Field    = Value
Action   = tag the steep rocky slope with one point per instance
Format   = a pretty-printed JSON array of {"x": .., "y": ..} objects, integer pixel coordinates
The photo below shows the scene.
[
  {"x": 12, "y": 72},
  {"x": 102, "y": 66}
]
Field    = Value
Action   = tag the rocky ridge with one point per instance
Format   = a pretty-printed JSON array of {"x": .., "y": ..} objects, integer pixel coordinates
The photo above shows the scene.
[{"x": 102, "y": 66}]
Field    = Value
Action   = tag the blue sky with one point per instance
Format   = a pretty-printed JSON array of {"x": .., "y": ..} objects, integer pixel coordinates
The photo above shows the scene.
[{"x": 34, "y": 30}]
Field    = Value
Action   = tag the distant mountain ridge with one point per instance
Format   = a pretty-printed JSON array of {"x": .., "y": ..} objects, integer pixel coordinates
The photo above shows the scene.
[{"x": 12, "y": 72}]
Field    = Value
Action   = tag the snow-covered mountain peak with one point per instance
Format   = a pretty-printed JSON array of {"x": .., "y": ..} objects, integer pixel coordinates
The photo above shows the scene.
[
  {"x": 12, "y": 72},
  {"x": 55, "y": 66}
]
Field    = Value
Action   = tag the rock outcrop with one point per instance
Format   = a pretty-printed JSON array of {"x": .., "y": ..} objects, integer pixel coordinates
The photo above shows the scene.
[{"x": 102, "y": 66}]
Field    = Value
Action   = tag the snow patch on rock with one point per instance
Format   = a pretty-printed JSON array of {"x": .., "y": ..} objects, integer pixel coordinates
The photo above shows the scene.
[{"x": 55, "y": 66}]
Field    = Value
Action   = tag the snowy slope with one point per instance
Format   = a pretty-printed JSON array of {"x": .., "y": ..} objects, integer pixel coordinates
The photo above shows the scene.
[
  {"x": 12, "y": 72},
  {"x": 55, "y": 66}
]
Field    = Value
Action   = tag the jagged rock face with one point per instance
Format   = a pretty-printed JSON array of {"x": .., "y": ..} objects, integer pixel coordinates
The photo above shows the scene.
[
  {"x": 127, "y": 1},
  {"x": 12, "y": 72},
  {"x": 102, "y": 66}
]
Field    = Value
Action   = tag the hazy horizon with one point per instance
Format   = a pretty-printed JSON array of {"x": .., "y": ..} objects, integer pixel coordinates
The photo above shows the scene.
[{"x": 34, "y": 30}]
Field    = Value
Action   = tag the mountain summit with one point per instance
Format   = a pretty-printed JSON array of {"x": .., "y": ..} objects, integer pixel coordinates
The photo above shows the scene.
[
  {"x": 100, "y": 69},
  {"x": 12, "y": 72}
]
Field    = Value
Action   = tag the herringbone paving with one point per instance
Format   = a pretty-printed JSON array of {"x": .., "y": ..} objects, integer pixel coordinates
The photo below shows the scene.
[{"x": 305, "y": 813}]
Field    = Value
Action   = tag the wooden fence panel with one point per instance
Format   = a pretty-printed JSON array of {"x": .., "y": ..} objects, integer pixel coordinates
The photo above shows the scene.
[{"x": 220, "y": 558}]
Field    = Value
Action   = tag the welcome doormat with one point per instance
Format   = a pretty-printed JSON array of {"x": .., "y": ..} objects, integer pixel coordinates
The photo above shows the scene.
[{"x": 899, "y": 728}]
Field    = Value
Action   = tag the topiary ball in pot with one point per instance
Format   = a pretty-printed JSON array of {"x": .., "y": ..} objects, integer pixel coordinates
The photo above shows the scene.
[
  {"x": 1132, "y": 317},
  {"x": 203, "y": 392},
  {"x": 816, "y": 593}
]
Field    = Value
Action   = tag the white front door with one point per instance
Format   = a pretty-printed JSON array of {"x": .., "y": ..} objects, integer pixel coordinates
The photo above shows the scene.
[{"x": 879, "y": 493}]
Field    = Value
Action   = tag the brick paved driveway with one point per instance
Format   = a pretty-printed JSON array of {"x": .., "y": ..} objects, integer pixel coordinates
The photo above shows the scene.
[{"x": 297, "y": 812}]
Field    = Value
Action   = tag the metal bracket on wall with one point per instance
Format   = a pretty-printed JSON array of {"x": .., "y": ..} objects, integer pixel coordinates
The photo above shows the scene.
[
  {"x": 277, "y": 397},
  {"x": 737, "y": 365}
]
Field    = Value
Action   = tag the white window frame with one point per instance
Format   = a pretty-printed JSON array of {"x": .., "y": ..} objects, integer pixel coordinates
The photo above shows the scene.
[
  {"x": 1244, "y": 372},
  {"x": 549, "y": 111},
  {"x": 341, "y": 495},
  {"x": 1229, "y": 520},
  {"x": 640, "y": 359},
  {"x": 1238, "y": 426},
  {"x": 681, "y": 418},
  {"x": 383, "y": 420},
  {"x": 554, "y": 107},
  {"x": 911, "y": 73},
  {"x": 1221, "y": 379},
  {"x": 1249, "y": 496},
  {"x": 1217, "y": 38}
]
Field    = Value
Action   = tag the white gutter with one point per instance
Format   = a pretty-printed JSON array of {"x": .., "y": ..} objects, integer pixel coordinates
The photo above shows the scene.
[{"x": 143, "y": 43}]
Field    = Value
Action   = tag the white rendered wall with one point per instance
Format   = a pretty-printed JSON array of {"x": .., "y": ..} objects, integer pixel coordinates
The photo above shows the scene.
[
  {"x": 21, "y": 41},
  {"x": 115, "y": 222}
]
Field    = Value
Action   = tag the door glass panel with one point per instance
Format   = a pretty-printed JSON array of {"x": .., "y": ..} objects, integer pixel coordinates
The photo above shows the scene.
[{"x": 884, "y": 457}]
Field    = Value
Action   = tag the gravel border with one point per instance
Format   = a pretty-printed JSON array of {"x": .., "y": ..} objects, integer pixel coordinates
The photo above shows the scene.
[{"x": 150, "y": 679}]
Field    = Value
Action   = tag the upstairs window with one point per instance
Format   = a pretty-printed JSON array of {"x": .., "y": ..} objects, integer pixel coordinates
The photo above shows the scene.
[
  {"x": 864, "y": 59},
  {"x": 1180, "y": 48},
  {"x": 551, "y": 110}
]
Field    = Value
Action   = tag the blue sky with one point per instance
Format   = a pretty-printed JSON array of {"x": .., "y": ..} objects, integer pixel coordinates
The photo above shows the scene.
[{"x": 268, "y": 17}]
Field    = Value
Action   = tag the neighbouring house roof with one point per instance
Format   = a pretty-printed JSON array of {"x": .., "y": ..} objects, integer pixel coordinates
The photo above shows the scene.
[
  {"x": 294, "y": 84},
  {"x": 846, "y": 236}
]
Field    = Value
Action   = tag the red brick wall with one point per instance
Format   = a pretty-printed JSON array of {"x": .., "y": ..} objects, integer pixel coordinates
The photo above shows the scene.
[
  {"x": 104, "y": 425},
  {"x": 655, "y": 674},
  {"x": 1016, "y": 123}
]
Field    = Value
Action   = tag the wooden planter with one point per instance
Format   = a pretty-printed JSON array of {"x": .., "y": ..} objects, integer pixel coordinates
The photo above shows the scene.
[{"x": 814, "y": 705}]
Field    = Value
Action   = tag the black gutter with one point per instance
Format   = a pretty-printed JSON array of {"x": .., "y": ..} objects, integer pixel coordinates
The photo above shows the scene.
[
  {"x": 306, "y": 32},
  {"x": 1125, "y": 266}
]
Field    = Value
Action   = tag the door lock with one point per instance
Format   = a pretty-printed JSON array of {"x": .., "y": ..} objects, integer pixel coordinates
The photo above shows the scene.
= = = = = = =
Tell how many lines in the entries contain the string "wall". Give the number and nothing more.

● Response below
3